== Information supplied ==

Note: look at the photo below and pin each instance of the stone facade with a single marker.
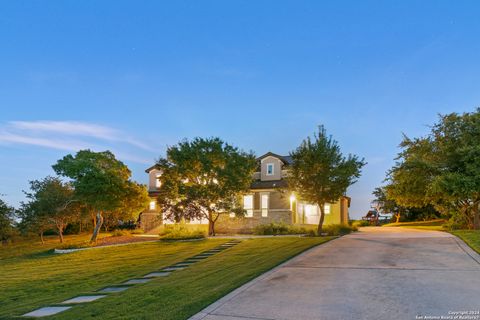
(266, 202)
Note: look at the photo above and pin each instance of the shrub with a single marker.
(334, 230)
(181, 232)
(360, 223)
(137, 231)
(278, 229)
(80, 245)
(120, 233)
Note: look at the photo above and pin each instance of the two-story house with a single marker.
(268, 201)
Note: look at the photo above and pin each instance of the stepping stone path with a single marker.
(46, 311)
(165, 272)
(137, 281)
(83, 299)
(157, 274)
(113, 289)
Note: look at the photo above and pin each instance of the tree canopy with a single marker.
(102, 183)
(203, 179)
(320, 173)
(6, 221)
(442, 169)
(51, 205)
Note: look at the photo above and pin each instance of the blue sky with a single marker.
(136, 76)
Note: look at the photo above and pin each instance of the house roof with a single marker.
(285, 159)
(155, 166)
(258, 184)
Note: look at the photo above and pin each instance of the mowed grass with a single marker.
(35, 279)
(470, 237)
(34, 245)
(435, 225)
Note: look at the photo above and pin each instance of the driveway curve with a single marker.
(377, 273)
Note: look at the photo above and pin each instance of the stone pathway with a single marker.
(104, 292)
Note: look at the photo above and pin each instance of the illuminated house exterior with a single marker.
(265, 203)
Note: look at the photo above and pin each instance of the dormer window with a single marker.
(269, 169)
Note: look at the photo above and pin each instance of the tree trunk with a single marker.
(211, 225)
(476, 217)
(96, 230)
(322, 217)
(60, 234)
(94, 220)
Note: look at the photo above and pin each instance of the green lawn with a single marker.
(470, 237)
(36, 278)
(425, 225)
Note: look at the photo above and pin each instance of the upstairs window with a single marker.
(152, 205)
(269, 169)
(326, 208)
(248, 205)
(264, 198)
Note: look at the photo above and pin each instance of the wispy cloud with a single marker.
(74, 136)
(75, 128)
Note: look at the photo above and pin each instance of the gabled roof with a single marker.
(155, 166)
(285, 159)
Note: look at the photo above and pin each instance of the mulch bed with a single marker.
(108, 241)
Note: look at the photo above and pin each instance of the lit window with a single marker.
(326, 209)
(311, 210)
(248, 205)
(152, 205)
(269, 169)
(264, 205)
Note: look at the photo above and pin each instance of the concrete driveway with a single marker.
(377, 273)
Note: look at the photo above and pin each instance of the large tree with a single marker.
(51, 203)
(203, 179)
(6, 221)
(320, 173)
(103, 183)
(442, 169)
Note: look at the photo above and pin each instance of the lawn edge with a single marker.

===

▶ _Written instruction_
Repeat the lines from the one containing "driveway with a single marker." up to and including the last line of the items, switching "large tree" to "mature tree" and leaving everything else unchanged.

▶ _Exercise solution_
Note: look at the photo above and pin each instance of the concrete driveway with a single marker.
(377, 273)
Note: look at the photo above and pin each instance of the mature tree with a single marker.
(51, 203)
(203, 179)
(6, 221)
(320, 173)
(103, 183)
(442, 169)
Note: look at the photo above and pin each instance of the lawn edge with a single marker.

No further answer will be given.